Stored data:
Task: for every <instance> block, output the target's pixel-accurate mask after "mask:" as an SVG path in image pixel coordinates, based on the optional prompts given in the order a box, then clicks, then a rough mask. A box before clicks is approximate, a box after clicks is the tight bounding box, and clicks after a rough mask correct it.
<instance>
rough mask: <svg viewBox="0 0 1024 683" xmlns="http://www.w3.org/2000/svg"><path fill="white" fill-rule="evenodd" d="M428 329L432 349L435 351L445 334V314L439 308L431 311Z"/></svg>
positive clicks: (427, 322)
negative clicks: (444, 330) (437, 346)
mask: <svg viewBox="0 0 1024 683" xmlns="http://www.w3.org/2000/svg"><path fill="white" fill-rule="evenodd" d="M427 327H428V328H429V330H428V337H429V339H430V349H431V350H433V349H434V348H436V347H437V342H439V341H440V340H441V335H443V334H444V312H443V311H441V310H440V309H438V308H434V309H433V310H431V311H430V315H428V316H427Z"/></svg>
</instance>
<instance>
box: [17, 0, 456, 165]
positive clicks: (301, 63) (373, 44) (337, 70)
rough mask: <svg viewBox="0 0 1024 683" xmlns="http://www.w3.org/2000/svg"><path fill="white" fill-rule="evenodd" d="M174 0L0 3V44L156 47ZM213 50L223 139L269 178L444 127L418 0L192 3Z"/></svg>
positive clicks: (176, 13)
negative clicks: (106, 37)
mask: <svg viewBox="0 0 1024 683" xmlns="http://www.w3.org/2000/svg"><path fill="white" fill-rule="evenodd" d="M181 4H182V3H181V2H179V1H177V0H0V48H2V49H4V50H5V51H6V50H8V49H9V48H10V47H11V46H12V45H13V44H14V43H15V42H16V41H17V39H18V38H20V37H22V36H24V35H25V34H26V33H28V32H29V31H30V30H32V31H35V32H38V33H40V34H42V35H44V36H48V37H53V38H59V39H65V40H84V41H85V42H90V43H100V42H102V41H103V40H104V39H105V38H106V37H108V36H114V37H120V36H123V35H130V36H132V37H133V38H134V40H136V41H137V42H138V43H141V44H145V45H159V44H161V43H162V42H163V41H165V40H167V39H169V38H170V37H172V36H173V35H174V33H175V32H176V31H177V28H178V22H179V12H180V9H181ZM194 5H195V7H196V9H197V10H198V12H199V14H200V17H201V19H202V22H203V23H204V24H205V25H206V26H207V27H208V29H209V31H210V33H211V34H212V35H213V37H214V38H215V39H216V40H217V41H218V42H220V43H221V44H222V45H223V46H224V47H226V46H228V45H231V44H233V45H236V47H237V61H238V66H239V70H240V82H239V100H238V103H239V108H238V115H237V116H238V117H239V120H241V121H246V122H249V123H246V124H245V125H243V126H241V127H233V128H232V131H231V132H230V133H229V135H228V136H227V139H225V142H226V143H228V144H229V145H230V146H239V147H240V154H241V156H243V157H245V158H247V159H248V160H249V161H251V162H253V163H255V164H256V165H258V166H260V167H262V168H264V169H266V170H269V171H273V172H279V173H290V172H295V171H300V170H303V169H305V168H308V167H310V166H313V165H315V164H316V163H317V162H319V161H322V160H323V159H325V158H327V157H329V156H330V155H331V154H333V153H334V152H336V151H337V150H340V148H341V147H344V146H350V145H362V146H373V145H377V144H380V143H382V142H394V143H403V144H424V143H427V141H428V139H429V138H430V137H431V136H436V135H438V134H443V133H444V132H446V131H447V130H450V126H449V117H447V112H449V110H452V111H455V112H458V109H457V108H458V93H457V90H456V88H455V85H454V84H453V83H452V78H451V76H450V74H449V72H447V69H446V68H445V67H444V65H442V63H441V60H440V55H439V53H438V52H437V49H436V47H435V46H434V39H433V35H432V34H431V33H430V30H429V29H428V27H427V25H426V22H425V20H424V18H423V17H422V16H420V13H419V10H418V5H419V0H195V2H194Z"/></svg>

Description of the task :: The records above must be repeated exactly, in their entirety.

Solution ::
Task: for every <instance> block, output the target's pixel-accurate mask after "mask:" as an SVG path in image pixel coordinates, based on the optional prompts given in the order a box, then clicks, then a rough mask. A box before clicks is approximate, a box after clicks is the tight bounding box, and clicks after a rough mask correct it.
<instance>
rough mask: <svg viewBox="0 0 1024 683" xmlns="http://www.w3.org/2000/svg"><path fill="white" fill-rule="evenodd" d="M428 329L432 349L435 351L445 334V314L439 308L431 311Z"/></svg>
positive clicks: (427, 322)
negative clicks: (444, 330) (437, 346)
mask: <svg viewBox="0 0 1024 683" xmlns="http://www.w3.org/2000/svg"><path fill="white" fill-rule="evenodd" d="M427 327H428V328H429V330H428V337H429V339H430V349H431V350H433V349H434V348H436V347H437V342H439V341H440V340H441V335H443V334H444V312H443V311H441V310H440V309H438V308H434V309H433V310H431V311H430V315H428V316H427Z"/></svg>
</instance>
<instance>
box: [17, 0, 456, 165]
positive clicks: (301, 63) (373, 44) (337, 70)
rough mask: <svg viewBox="0 0 1024 683" xmlns="http://www.w3.org/2000/svg"><path fill="white" fill-rule="evenodd" d="M174 0L0 3V44L156 47ZM213 50L223 139L269 178L444 127L418 0L192 3Z"/></svg>
positive clicks: (176, 13)
negative clicks: (106, 37)
mask: <svg viewBox="0 0 1024 683" xmlns="http://www.w3.org/2000/svg"><path fill="white" fill-rule="evenodd" d="M181 4H182V3H181V2H179V1H177V0H0V48H2V49H4V50H5V51H6V50H8V49H9V48H10V47H11V46H12V45H13V44H14V43H15V42H16V41H17V39H18V38H20V37H22V36H24V35H25V34H26V33H28V32H29V31H30V30H32V31H35V32H38V33H40V34H42V35H44V36H48V37H53V38H59V39H65V40H84V41H85V42H90V43H100V42H102V41H103V40H104V39H105V38H106V37H108V36H114V37H120V36H123V35H130V36H132V37H133V38H134V40H136V41H137V42H138V43H141V44H145V45H159V44H161V43H162V42H163V41H165V40H167V39H169V38H170V37H172V36H173V35H174V33H175V32H176V31H177V28H178V22H179V12H180V9H181ZM194 5H195V7H196V9H197V10H198V12H199V14H200V17H201V19H202V22H203V23H204V24H205V25H206V26H207V27H208V29H209V31H210V33H211V34H212V35H213V37H214V38H215V39H216V40H217V41H218V42H220V43H221V44H222V45H223V46H224V47H226V46H228V45H231V44H233V45H236V47H237V61H238V66H239V70H240V82H239V100H238V103H239V108H238V115H237V116H238V117H239V120H241V121H246V122H249V123H246V124H245V125H243V126H241V127H233V128H232V131H231V132H230V133H229V135H228V136H227V139H225V142H226V143H228V144H229V145H230V146H239V147H240V154H241V156H243V157H245V158H247V159H248V160H249V161H251V162H253V163H255V164H256V165H258V166H260V167H262V168H264V169H266V170H269V171H273V172H279V173H290V172H295V171H300V170H303V169H305V168H308V167H310V166H313V165H315V164H316V163H317V162H319V161H322V160H323V159H325V158H327V157H329V156H330V155H331V154H333V153H334V152H336V151H337V150H340V148H341V147H344V146H350V145H362V146H373V145H377V144H380V143H382V142H394V143H403V144H424V143H427V141H428V139H429V138H430V137H431V136H436V135H438V134H443V133H444V132H446V131H447V130H450V126H449V117H447V112H449V110H452V111H455V112H458V109H457V108H458V93H457V90H456V88H455V85H454V84H453V83H452V78H451V76H450V74H449V72H447V69H446V68H445V67H444V65H442V63H441V60H440V55H439V53H438V52H437V49H436V47H435V46H434V39H433V35H432V34H431V33H430V30H429V29H428V27H427V25H426V22H425V20H424V18H423V17H422V16H420V13H419V10H418V5H419V0H195V2H194Z"/></svg>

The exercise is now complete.